ADVANTAGE OF THE INVENTION

[0046] (1) As described above, in the reactor of claim 1, the coil is encased in a state where the coil is entirely enclosed from the outside by the electrically insulating resin to configure the encased coil body, and the core is configured by the molded body which is formed by injection-molding the mixture including the soft magnetic powder and the thermoplastic resin in the state where the encased coil body is integrally embedded in the inner portion of the core.

[0047] According to the reactor of claim 1, since the core can be injection-molded in the state where the coil is protected so as to be encased by the resin covering layer from the outside, it is possible to prevent the soft magnetic powder such as iron powder which is included in the mixture from directly striking the insulating coating of the coil or rubbing the insulating coating at the time of the injection, and accordingly, damage on the insulating coating due to the striking of the soft magnetic powder on the insulating coating of the coil at the time of molding the core can be effectively prevented.

[0048] In addition, at the time of injection-molding the core, even though the core which is a molded body is shrunk due to cooling, since the resin covering layer is interposed between the core and the insulating coating of the coil as a protective layer or a buffer layer, stress due to shrinkage of the core can be prevented from directly acting on the insulating coating, and therefore, problem of the damage on the insulating coating due to the shrinkage of the core can be solved.

- **SET TASKS**
- a) Pull out every line of the records that contains the string "plastic", matching case exactly.
- b) Write the next part of the reactor patent passage, continuing after its final sentence.

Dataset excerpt
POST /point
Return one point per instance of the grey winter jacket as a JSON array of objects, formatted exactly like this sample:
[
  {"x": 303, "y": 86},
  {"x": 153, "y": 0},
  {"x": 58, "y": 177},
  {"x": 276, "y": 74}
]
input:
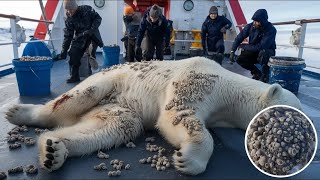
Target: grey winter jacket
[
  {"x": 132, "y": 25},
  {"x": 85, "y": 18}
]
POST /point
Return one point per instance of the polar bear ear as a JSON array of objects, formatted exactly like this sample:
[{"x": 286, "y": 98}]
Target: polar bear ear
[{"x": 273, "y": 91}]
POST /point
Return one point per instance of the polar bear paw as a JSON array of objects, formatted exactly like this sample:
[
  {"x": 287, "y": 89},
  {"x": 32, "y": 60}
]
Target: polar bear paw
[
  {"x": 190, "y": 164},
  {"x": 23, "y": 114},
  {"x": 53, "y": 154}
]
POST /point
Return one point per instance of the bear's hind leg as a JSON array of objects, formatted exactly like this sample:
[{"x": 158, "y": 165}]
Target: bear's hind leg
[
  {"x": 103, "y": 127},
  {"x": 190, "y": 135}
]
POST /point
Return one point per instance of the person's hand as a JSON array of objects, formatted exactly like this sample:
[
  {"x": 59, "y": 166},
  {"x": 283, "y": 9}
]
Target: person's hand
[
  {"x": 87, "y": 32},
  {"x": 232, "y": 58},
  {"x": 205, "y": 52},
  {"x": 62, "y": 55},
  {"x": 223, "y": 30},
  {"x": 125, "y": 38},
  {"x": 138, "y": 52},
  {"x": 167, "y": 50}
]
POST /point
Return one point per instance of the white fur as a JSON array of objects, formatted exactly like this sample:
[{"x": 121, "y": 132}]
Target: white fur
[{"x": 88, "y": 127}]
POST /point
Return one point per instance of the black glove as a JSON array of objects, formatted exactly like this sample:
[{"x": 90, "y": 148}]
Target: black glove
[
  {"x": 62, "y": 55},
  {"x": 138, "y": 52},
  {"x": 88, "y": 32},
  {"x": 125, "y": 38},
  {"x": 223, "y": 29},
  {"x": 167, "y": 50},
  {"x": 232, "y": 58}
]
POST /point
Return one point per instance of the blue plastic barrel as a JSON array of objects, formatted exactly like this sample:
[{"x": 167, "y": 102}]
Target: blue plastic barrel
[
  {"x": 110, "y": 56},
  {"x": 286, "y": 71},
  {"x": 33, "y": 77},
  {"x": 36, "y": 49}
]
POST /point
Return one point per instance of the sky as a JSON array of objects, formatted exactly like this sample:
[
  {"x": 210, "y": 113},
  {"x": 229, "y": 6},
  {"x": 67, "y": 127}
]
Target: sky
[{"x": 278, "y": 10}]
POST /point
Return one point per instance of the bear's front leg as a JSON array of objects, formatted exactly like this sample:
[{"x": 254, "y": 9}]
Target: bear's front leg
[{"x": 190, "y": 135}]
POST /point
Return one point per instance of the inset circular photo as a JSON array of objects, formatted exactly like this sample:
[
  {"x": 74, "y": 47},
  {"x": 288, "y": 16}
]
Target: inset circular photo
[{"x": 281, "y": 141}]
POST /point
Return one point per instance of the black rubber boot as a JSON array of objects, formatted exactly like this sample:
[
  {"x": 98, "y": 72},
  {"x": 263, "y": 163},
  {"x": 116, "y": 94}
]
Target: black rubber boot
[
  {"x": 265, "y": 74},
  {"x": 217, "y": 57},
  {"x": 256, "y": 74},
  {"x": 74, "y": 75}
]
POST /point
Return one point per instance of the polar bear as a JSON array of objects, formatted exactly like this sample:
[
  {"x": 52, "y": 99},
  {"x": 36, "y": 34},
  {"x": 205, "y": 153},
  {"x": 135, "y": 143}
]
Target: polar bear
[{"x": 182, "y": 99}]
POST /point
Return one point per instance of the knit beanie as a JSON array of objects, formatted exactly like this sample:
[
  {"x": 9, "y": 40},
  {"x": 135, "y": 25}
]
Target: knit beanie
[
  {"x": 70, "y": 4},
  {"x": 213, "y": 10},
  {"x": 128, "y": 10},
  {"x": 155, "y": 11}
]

- **ANSWERS BY TASK**
- a)
Return one point per instance of the blue plastic barrel as a JSON array of objects, formatted exactly like this sample:
Target: blue plastic barrel

- b)
[0049] In addition, since the coil configures the integral molded body (encased coil body) with the resin covering layer, deformation of the coil at the time of injection-molding the core can be favorably prevented.
Moreover, since the coil is encased by the electrically insulating resin covering layer, the voltage resistance characteristics of the coil can be strengthened and increased.

[0050] (2) In the reactor of claim 2, the core is configured so that the primary molded body which includes the tubular outer circumferential molded portion contacting the outer circumferential surface of the encased coil body, and the secondary molded body which includes an inner circumferential molded portion contacting the inner circumferential surface of the encased coil body are joined to each other at a boundary surface and are integrated.

[0051] According to the reactor of claim 2, the core can be molded while being divided into the primary molded body and the secondary molded body, whereby the core can be molded in the state where the encased coil body is positioned at a desired position in the molding die, and it is possible to mold the core which enclose the encased coil body in the state where the encased coil body is positioned at the desired position.

[0052] (3) In the reactor of claim 3, the resin covering layer of the encased coil body is configured of an injection-molded body of an insulating thermoplastic resin.
According to the reactor of claim 3, the resin covering layer of the encased coil body can be formed through a simple molding operation; unlike a formation of the resin covering layer using dipping, the resin covering layer can be formed in a sufficient thickness by once molding operation and in a short time; and high voltage resistance (resistance to dielectric breakdown voltage) characteristics can be applied to the coil.

[0053] In the reactor of claim 3, the resin covering layer of the encased coil body is configured such that a molded body which includes an outer circumferential covering portion covering the outer circumferential surface of the coil and another molded body which includes an inner circumferential covering portion covering the inner circumferential surface of the coil are joined to each other and are integrated.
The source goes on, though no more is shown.